▶ _Text_:
Ob das jetzt 5 % oder 7 % Salzlösung ist, kann ich nicht sagen. Ich habe eine Wanne, da kommt Wasser rein und 3 Hände voll Salz. Bei mir paßt es.
Es spielt auch keine Rolle, ob die Fische da 7 Std. oder 15 Std. drin liegen, da der osmotische Ausgleich die Fische nicht versalzen kann.

Ansonsten räuchere ich die Fische, bis sie goldgelb sind und das ist von der Größe abhängig.

Gerade beim Hering ist es extrem wichtig, daß die Fische knochentrocken sind und die Haut "tragfähig". Ich steche einfach mit der Stange durch die Augen.

Zu den "Würmern": Es handelt sich um Nemathoden, die nur auf den Innerreien, sprich Milch / Roggen liegen.
Ein Bückling ist trotz der Nemathoden beim Fischhändler immer geschlossen, nur der Darmtrakt wurde meistens entfernt.

Einträge aus einer Beschriftungssammlung:

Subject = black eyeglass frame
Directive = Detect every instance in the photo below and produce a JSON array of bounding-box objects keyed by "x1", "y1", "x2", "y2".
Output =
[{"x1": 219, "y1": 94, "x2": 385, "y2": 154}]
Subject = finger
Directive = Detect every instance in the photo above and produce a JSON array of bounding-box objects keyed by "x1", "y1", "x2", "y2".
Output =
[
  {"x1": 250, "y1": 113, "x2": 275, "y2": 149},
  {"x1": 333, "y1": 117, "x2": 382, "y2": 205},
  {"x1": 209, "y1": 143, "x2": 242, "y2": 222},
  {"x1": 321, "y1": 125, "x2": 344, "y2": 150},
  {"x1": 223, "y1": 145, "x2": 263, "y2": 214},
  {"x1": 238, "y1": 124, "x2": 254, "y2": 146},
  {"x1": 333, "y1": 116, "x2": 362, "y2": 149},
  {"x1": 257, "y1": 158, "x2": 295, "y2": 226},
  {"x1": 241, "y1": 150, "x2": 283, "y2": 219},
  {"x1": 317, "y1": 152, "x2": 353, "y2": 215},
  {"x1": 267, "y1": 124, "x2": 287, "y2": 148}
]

▶ _Zu erledigende Schritte_:
a - Entnimm dem Text über das Räuchern von Fisch wortgetreu den Abschnitt von „Es spielt auch“ bis einschließlich „durch die Augen.“.
b - Bearbeite in der Auflistung den Bereich von der Zeile mit „Subject = finger“ bis zum Ende der Auflistung, beides eingeschlossen, indem du „Output“ durch „Result“ ersetzt. Gib nur diese Zeilen wieder und lass alles andere unverändert.
Der Text und die Auflistung stehen in keinem Zusammenhang miteinander.

▶ _Gelöste Aufgaben_:
a -
Es spielt auch keine Rolle, ob die Fische da 7 Std. oder 15 Std. drin liegen, da der osmotische Ausgleich die Fische nicht versalzen kann.

Ansonsten räuchere ich die Fische, bis sie goldgelb sind und das ist von der Größe abhängig.

Gerade beim Hering ist es extrem wichtig, daß die Fische knochentrocken sind und die Haut "tragfähig". Ich steche einfach mit der Stange durch die Augen.

b -
Subject = finger
Directive = Detect every instance in the photo above and produce a JSON array of bounding-box objects keyed by "x1", "y1", "x2", "y2".
Result =
[
  {"x1": 250, "y1": 113, "x2": 275, "y2": 149},
  {"x1": 333, "y1": 117, "x2": 382, "y2": 205},
  {"x1": 209, "y1": 143, "x2": 242, "y2": 222},
  {"x1": 321, "y1": 125, "x2": 344, "y2": 150},
  {"x1": 223, "y1": 145, "x2": 263, "y2": 214},
  {"x1": 238, "y1": 124, "x2": 254, "y2": 146},
  {"x1": 333, "y1": 116, "x2": 362, "y2": 149},
  {"x1": 257, "y1": 158, "x2": 295, "y2": 226},
  {"x1": 241, "y1": 150, "x2": 283, "y2": 219},
  {"x1": 317, "y1": 152, "x2": 353, "y2": 215},
  {"x1": 267, "y1": 124, "x2": 287, "y2": 148}
]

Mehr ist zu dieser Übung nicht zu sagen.